▶ **TASK**
Retype, word for word, every line from the one holding "Question. Provide the position of each instance of the patch" through the one holding "Question. Provide the position of each instance of the dirt" in the entries below, both included, and only those lines.
+ + + + +
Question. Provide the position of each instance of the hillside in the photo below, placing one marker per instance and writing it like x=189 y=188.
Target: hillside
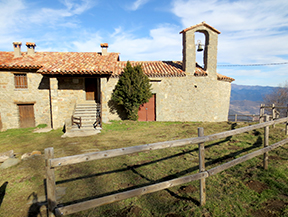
x=246 y=99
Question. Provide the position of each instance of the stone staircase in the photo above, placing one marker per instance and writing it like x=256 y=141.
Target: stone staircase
x=88 y=113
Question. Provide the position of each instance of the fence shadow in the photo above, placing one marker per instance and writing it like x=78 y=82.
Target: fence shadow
x=34 y=209
x=133 y=168
x=2 y=192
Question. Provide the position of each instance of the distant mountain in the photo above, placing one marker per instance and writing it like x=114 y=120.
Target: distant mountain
x=247 y=99
x=251 y=93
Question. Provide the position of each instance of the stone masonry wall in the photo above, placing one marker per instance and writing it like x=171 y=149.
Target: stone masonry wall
x=70 y=92
x=37 y=93
x=65 y=93
x=181 y=99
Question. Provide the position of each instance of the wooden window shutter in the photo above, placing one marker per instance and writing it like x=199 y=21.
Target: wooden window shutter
x=20 y=80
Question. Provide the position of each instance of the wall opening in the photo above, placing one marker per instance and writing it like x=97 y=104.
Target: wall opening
x=26 y=115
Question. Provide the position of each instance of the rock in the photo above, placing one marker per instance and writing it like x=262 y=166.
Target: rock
x=9 y=163
x=4 y=156
x=27 y=155
x=36 y=153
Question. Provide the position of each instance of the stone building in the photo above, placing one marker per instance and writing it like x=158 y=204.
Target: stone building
x=50 y=87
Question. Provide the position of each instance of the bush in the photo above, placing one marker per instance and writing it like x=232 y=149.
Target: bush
x=132 y=90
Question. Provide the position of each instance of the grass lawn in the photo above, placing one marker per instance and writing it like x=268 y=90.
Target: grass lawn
x=243 y=190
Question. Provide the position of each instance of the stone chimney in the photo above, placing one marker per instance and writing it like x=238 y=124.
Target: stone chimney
x=30 y=48
x=104 y=47
x=17 y=49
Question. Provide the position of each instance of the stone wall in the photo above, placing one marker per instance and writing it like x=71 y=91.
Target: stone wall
x=37 y=93
x=180 y=99
x=67 y=93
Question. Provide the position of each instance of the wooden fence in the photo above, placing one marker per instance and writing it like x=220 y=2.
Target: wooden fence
x=76 y=120
x=275 y=114
x=248 y=118
x=52 y=163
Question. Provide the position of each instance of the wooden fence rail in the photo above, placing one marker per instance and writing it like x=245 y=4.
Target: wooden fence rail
x=76 y=120
x=238 y=117
x=274 y=112
x=52 y=163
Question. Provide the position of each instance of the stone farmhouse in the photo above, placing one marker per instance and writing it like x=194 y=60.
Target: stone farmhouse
x=50 y=87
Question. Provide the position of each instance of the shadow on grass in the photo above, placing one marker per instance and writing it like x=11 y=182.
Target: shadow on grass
x=2 y=192
x=34 y=209
x=133 y=168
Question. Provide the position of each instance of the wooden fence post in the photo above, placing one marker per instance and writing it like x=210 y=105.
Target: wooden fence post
x=261 y=113
x=273 y=114
x=202 y=168
x=286 y=128
x=266 y=144
x=50 y=182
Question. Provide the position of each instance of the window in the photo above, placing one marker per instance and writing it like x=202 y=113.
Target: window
x=20 y=80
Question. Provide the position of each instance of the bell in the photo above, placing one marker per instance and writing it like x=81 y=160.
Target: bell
x=200 y=48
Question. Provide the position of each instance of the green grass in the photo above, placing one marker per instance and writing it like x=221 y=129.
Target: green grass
x=243 y=190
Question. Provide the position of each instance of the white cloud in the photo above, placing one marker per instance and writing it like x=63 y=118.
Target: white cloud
x=18 y=22
x=252 y=31
x=137 y=4
x=164 y=43
x=89 y=42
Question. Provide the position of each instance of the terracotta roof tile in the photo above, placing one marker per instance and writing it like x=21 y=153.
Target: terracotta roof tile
x=61 y=62
x=104 y=45
x=73 y=63
x=165 y=69
x=30 y=44
x=200 y=24
x=153 y=68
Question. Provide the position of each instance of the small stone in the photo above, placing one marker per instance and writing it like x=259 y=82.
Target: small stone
x=25 y=156
x=36 y=153
x=9 y=163
x=4 y=156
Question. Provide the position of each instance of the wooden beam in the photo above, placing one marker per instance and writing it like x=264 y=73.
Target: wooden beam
x=246 y=157
x=202 y=168
x=266 y=144
x=66 y=210
x=56 y=162
x=50 y=181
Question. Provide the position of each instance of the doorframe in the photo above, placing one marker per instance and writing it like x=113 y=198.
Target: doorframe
x=25 y=103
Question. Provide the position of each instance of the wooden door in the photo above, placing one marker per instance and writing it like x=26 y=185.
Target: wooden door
x=90 y=88
x=26 y=116
x=147 y=111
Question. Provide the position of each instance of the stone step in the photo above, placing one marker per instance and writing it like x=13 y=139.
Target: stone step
x=87 y=106
x=86 y=110
x=78 y=115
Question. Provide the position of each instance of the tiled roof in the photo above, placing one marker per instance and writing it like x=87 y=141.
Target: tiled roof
x=154 y=68
x=7 y=61
x=82 y=63
x=200 y=24
x=61 y=62
x=30 y=44
x=165 y=69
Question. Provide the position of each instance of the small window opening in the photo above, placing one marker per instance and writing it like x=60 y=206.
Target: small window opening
x=20 y=80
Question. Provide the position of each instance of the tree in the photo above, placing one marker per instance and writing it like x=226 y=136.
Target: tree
x=279 y=97
x=132 y=90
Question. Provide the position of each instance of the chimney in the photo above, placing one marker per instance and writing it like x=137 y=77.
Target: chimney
x=104 y=47
x=30 y=48
x=17 y=49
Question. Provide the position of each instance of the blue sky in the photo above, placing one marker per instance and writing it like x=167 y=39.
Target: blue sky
x=251 y=31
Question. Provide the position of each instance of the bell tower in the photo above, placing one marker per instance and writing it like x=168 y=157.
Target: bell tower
x=209 y=49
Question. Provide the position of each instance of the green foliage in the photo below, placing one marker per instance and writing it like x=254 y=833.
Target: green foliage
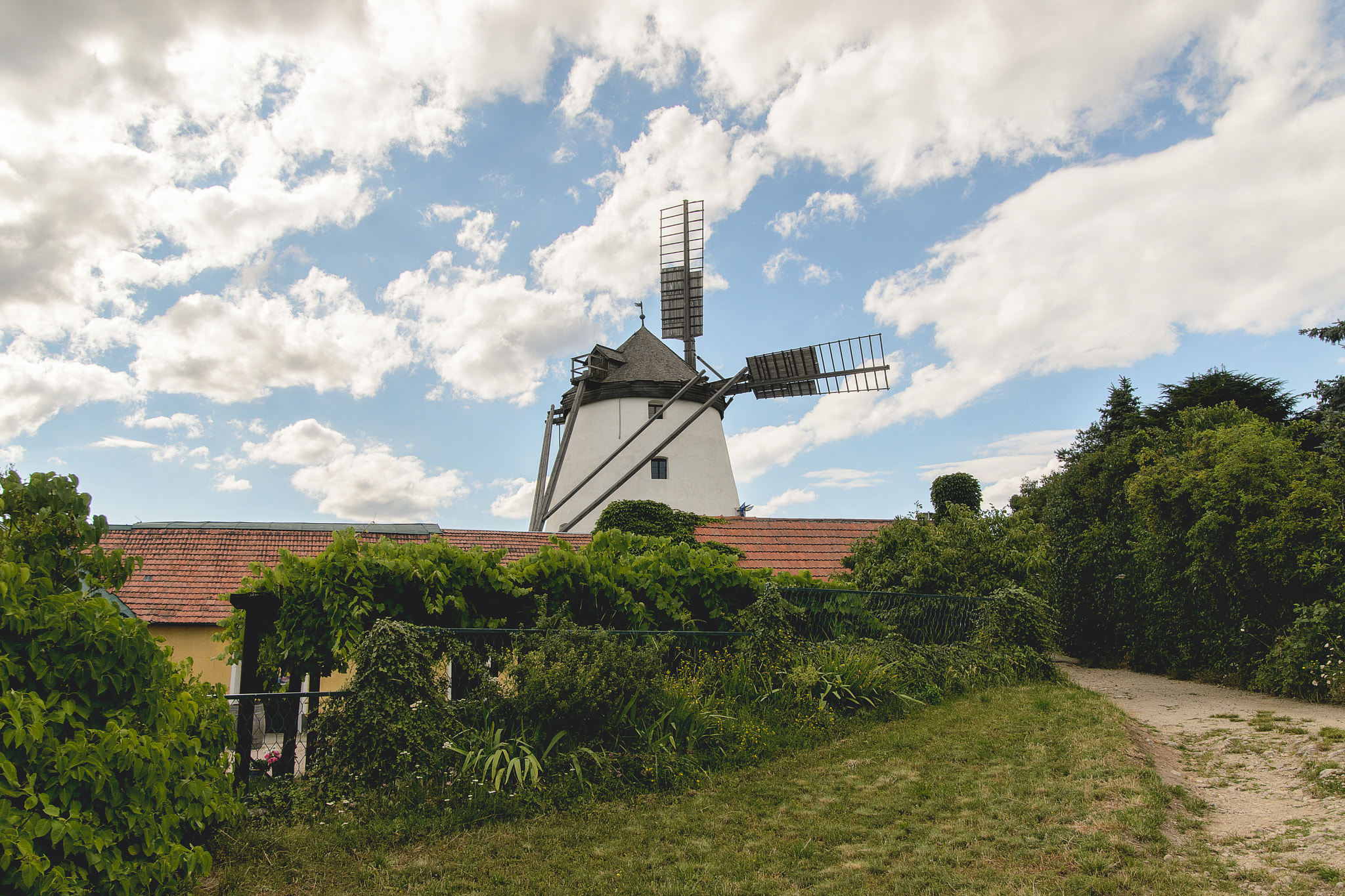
x=581 y=681
x=395 y=715
x=1015 y=617
x=650 y=517
x=1262 y=395
x=962 y=553
x=622 y=581
x=1309 y=657
x=956 y=488
x=328 y=601
x=1237 y=524
x=110 y=754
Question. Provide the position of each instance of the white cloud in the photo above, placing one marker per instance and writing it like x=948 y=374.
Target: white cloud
x=376 y=485
x=35 y=390
x=585 y=77
x=173 y=422
x=785 y=499
x=1011 y=458
x=353 y=482
x=120 y=441
x=240 y=345
x=1103 y=265
x=838 y=477
x=771 y=270
x=516 y=501
x=477 y=233
x=816 y=274
x=678 y=156
x=489 y=336
x=301 y=444
x=821 y=206
x=231 y=484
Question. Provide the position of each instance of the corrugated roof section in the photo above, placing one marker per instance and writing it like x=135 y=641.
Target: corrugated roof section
x=790 y=544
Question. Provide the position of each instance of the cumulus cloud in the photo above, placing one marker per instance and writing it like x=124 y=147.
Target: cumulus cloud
x=1006 y=461
x=477 y=233
x=487 y=335
x=37 y=389
x=241 y=345
x=786 y=499
x=821 y=206
x=516 y=501
x=839 y=477
x=585 y=75
x=357 y=482
x=376 y=485
x=171 y=422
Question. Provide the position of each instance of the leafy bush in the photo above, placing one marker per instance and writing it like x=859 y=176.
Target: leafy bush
x=1015 y=617
x=956 y=488
x=650 y=517
x=395 y=715
x=962 y=553
x=622 y=581
x=328 y=601
x=579 y=680
x=110 y=754
x=1309 y=657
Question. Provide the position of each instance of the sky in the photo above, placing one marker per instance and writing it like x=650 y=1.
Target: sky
x=328 y=261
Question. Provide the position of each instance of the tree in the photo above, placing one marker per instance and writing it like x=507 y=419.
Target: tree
x=1262 y=395
x=110 y=753
x=956 y=488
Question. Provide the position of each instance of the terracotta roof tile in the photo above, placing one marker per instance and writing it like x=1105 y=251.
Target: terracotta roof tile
x=790 y=544
x=188 y=566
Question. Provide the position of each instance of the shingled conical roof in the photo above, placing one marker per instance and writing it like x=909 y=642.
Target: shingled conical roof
x=642 y=367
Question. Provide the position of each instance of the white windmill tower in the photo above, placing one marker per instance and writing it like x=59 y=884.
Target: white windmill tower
x=642 y=400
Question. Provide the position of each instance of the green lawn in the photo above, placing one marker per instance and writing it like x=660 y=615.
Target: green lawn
x=1019 y=790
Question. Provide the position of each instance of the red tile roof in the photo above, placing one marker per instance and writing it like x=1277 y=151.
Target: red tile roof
x=190 y=565
x=790 y=544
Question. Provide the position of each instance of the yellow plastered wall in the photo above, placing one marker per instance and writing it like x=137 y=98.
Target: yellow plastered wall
x=194 y=641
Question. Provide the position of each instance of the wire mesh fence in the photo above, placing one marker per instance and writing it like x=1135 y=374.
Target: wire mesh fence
x=830 y=614
x=272 y=731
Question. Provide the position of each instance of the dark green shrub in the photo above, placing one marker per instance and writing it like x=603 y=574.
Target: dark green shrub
x=650 y=517
x=1015 y=617
x=580 y=681
x=110 y=754
x=1309 y=658
x=396 y=716
x=956 y=488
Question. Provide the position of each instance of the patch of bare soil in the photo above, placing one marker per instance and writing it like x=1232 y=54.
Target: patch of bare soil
x=1270 y=767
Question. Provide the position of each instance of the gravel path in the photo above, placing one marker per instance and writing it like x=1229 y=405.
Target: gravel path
x=1271 y=769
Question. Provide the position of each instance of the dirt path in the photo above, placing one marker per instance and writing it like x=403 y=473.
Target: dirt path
x=1271 y=767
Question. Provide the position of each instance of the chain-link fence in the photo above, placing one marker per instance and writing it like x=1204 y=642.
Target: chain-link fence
x=831 y=614
x=276 y=727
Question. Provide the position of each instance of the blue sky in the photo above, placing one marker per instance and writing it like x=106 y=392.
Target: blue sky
x=330 y=263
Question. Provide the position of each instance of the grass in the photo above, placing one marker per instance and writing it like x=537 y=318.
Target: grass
x=1017 y=790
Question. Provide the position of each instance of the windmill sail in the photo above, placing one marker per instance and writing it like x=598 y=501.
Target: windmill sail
x=681 y=267
x=845 y=366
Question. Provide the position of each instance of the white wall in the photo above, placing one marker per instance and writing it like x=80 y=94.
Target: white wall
x=699 y=476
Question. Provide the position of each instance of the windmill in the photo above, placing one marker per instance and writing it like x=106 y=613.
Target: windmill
x=643 y=400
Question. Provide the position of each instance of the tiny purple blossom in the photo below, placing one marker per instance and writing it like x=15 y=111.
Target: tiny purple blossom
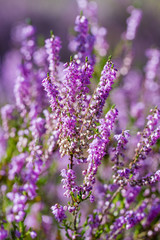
x=58 y=212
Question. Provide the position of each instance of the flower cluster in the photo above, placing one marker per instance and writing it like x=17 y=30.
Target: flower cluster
x=69 y=169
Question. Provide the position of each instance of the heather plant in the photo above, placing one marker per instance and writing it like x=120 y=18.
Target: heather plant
x=78 y=159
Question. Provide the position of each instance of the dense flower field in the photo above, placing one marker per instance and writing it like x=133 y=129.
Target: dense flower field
x=79 y=145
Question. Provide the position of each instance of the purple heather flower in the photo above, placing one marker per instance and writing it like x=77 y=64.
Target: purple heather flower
x=52 y=93
x=107 y=79
x=83 y=42
x=97 y=149
x=58 y=212
x=151 y=66
x=68 y=181
x=22 y=94
x=6 y=114
x=133 y=22
x=16 y=165
x=53 y=46
x=3 y=233
x=33 y=234
x=37 y=128
x=76 y=78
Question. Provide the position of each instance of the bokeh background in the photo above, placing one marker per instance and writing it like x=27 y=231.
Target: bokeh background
x=59 y=16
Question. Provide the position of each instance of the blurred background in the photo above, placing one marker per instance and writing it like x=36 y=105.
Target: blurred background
x=59 y=16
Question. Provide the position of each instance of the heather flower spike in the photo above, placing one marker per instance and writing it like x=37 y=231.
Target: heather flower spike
x=69 y=169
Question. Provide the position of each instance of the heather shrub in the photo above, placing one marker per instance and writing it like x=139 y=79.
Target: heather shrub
x=80 y=142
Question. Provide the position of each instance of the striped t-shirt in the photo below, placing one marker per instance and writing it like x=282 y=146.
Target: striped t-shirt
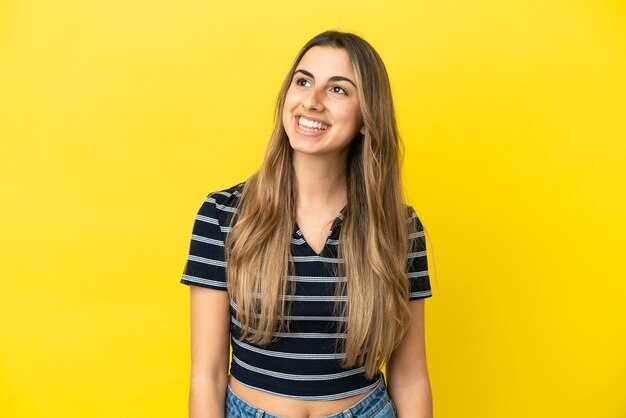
+ + + + +
▶ **OUTPUT OF THE EXERCISE**
Question. Provide the position of each instance of the patch of bare soil in the photo above, placing one marker per instance and writing it like x=1232 y=54.
Target: patch of bare soil
x=1270 y=767
Question. Provide the position of each instance of the gravel path in the photo above, placing one marker per instance and writing it like x=1229 y=405.
Target: gravel path
x=1271 y=769
Question. Provide the position of each instance of the dirt path in the photo above, placing one marker per instance and writing it like x=403 y=473.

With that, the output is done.